**WHAT THE TASK ASKS**: Can you write out the part of the material that opens with the line containing "Could you kindly point to the sky" and runs through its end, swapping "Target" for "Label" and leaving everything else unchanged?

--- START OF DATA FOR THE TASK ---

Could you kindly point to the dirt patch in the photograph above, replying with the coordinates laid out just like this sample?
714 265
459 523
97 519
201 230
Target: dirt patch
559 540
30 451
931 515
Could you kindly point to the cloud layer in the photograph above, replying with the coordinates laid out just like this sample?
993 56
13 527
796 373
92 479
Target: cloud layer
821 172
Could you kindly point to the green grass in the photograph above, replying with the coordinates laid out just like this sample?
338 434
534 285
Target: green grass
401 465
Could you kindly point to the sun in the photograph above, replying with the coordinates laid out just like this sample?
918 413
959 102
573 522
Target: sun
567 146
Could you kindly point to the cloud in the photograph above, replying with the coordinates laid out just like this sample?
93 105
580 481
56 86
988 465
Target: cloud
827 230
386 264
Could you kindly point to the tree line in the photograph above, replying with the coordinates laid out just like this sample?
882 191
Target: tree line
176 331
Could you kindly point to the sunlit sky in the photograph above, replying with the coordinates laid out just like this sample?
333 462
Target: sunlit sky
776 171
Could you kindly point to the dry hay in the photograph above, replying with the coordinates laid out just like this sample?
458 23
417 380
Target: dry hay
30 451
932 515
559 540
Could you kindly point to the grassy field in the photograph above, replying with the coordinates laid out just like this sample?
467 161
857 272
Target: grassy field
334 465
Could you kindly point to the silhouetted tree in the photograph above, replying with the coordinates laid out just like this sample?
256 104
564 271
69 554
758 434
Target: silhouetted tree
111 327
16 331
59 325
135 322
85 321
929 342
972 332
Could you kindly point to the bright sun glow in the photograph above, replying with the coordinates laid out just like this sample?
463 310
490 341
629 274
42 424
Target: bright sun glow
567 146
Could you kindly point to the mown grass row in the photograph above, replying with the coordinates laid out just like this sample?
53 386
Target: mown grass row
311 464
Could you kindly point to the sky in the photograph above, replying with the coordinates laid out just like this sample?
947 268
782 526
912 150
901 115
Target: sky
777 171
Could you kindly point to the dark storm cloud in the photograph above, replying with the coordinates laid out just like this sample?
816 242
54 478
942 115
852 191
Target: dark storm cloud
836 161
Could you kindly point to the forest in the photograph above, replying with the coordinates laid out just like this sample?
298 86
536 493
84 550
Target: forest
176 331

--- END OF DATA FOR THE TASK ---

**SOLUTION TO THE EXERCISE**:
Could you kindly point to the sky in the photograph above, replying with the coordinates laid out just like this sample?
947 268
782 526
912 150
901 115
Label: sky
777 171
Could you kindly point to the dark storm cloud in the photograph above, replying with the coordinates laid out just like this sample?
816 242
54 478
942 115
852 191
Label: dark storm cloud
836 161
Could you kindly point to the forest in the photograph above, replying with the coordinates laid out just like this sample?
298 86
536 493
84 550
Label: forest
176 331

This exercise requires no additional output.